WORK TO COMPLETE
1/ Duplicate the stretch of the article on cohabiting clients and money from "As an advisor, it’s" through "planning a priority.".
2/ For the article on cohabiting clients and money, mark each statement yes or no, and back each answer with the deciding words from the article, quoted exactly: (a) Unmarried couples are more likely than married ones to keep separate accounts. (b) Unmarried individuals cannot name their partner as the beneficiary of a life insurance policy. (c) Most couples in traditional marriages comingle their finances.
3/ Extend the article on cohabiting clients and money, starting after its final sentence.

··· TEXT SHOWN ···

When Clients Cohabitate, It's Time For "The Money Talk"

Every advisor has seen it. A client announces the great news: he or she is moving in with a “significant other” and the couple can’t wait to begin a new life together.


And yet, in most cases, while your client has already looked at all the advantages of this next step, the one thing that probably hasn’t happened yet is “the money talk.” Young or old, never married, divorced, or widowed, it’s all too easy for someone planning a live-in partnership to neglect the financial details of what can be a tricky arrangement—both emotionally and financially.

As an advisor, it’s your responsibility to act in your client’s best interest. In this case, that means bringing up the elephant in the room and sitting down to discuss the practical arrangements that should be in place to help protect your client’s assets—no matter how the new living arrangement plays out in the end. It’s wonderful to share your client’s joy and excitement, but then roll up your sleeves and help your client focus on the business side of this new partnership using these guidelines:

Make financial planning a priority.


In traditional marriages, most couples comingle their finances, which simplifies the process of budgeting and bill paying. Unmarried couples are more likely to maintain separate accounts, which makes financial planning particularly critical. Be sure your client and his or her partner are clear on how household expenses will be split and have agreed on a fair method of managing joint expenses. Suggest the couple come in together for a financial strategy meeting to discuss income, expenses, and financial planning, including:

  • Life insurance. It’s just as important—if not more so—for unmarried couples to provide for their surviving partner. As long as there is an “insurable interest,” unmarried individuals can purchase a life insurance policy naming their partner as beneficiary.

··· INFORMATION PROVIDED ···

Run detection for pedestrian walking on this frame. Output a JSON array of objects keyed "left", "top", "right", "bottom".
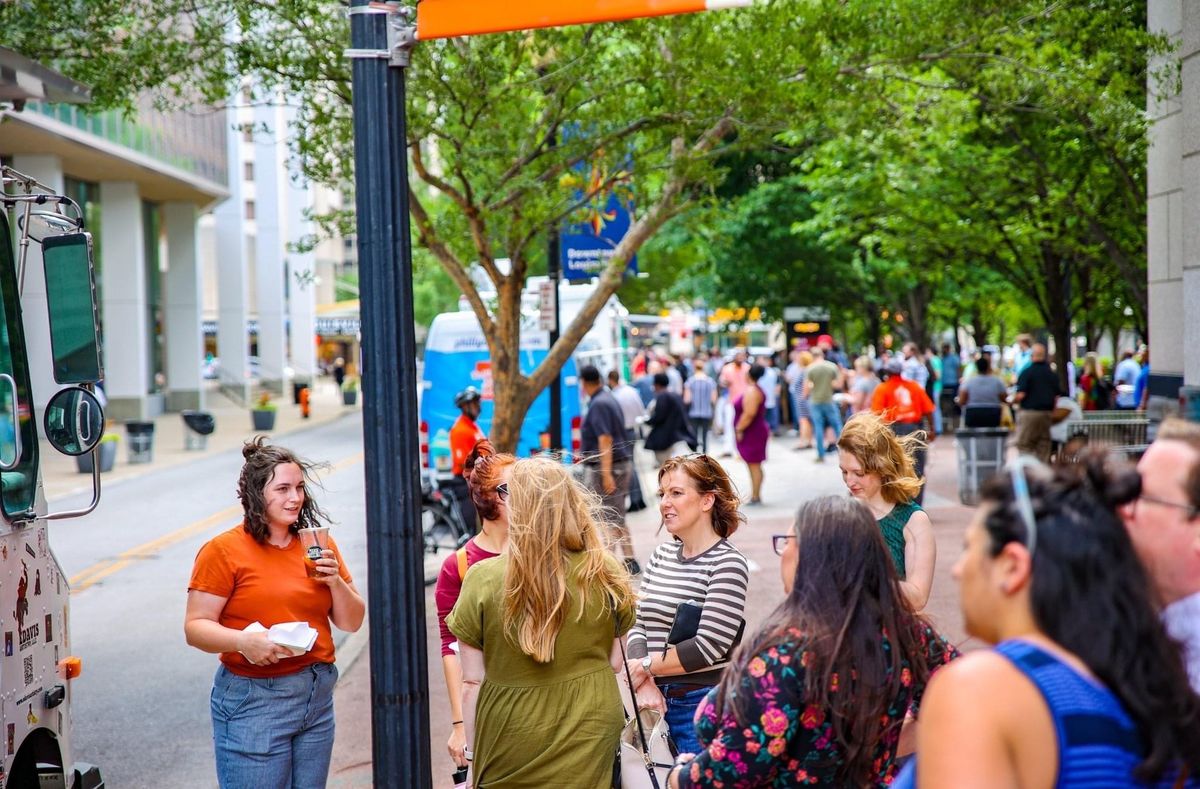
[
  {"left": 668, "top": 496, "right": 958, "bottom": 789},
  {"left": 608, "top": 369, "right": 646, "bottom": 512},
  {"left": 628, "top": 454, "right": 750, "bottom": 753},
  {"left": 959, "top": 354, "right": 1008, "bottom": 428},
  {"left": 683, "top": 359, "right": 716, "bottom": 454},
  {"left": 448, "top": 457, "right": 635, "bottom": 787},
  {"left": 893, "top": 450, "right": 1200, "bottom": 788},
  {"left": 580, "top": 365, "right": 641, "bottom": 576},
  {"left": 733, "top": 365, "right": 770, "bottom": 506},
  {"left": 184, "top": 436, "right": 366, "bottom": 789},
  {"left": 445, "top": 386, "right": 487, "bottom": 534},
  {"left": 786, "top": 350, "right": 812, "bottom": 450},
  {"left": 1013, "top": 343, "right": 1061, "bottom": 463},
  {"left": 871, "top": 359, "right": 937, "bottom": 504},
  {"left": 644, "top": 373, "right": 696, "bottom": 465},
  {"left": 433, "top": 439, "right": 516, "bottom": 769},
  {"left": 838, "top": 412, "right": 937, "bottom": 610},
  {"left": 850, "top": 356, "right": 880, "bottom": 414},
  {"left": 758, "top": 354, "right": 779, "bottom": 435},
  {"left": 1079, "top": 354, "right": 1112, "bottom": 411},
  {"left": 1112, "top": 348, "right": 1141, "bottom": 411},
  {"left": 804, "top": 348, "right": 842, "bottom": 463},
  {"left": 719, "top": 349, "right": 750, "bottom": 458}
]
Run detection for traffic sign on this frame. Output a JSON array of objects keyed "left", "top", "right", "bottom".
[{"left": 416, "top": 0, "right": 752, "bottom": 41}]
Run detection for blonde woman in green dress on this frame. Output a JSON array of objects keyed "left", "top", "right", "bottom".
[
  {"left": 838, "top": 411, "right": 937, "bottom": 612},
  {"left": 446, "top": 450, "right": 636, "bottom": 789}
]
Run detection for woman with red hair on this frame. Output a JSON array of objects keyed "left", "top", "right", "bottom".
[{"left": 433, "top": 439, "right": 517, "bottom": 767}]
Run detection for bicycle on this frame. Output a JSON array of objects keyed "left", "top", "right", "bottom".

···

RESULTS FOR EACH TASK
1/
As an advisor, it’s your responsibility to act in your client’s best interest. In this case, that means bringing up the elephant in the room and sitting down to discuss the practical arrangements that should be in place to help protect your client’s assets—no matter how the new living arrangement plays out in the end. It’s wonderful to share your client’s joy and excitement, but then roll up your sleeves and help your client focus on the business side of this new partnership using these guidelines:

Make financial planning a priority.

2/
(a) Yes: "Unmarried couples are more likely to maintain separate accounts"
(b) No: "As long as there is an “insurable interest,” unmarried individuals can purchase a life insurance policy naming their partner as beneficiary."
(c) Yes: "In traditional marriages, most couples comingle their finances"

3/
  • Retirement planning. Spousal benefits from Social Security can provide thousands of dollars each month in retirement income, but this benefit is not available to unmarried partners. Discuss the options for supplementing retirement savings to make up the difference.
  • Asset management. Encourage your client to maintain their individual investment accounts rather than co-mingling all assets to help maximize savings and income sources. While no one plans for a relationship to end, planning for the unplanned will help protect your client in the event that the partnership doesn’t work out.
  • Tax planning. With marriage comes certain tax benefits, but unmarried couples may find themselves at an advantage. Not being able to jointly file income taxes will avoid the marriage tax that many couples experience, but be sure your client understands the need for each partner to maintain individual tax planning strategies that support their joint planning goals.
  • Draw up a formal living together agreement.


    There are laws to protect married couples in the event of a breakup or death, but unmarried partners do not have the same rights. Be sure your client is aware of the risks involved, and work together to reduce those risks as much as possible. Create a contract that formally defines each person’s rights, safeguards their assets, and provides each partner―and any children―similar protections as found in a traditional marriage. Be sure the agreement spells out:

  • How the couple will handle assets they brought into the relationship, as well as those acquired afterwards.
  • How joint expenses like rent/mortgage, utilities, repairs, and décor be managed.
  • Specific responsibilities regarding child care and support will be shared.
  • How individual and joint financial accounts will be managed and how assets will be divided if the relationship ends.
  • Who will remain in the house—and who will move—in the event of a breakup.
  • Like prenuptial agreements, a court can decide to override a cohabitation agreement. While not absolutely necessary, it’s always a good idea to have the contract reviewed by an attorney, have it signed by the couple in the attorney’s presence, and keep a copy on file in your office.

    Related: Your Clients Need More Than a Robo-Advisor!

    Review estate planning documents.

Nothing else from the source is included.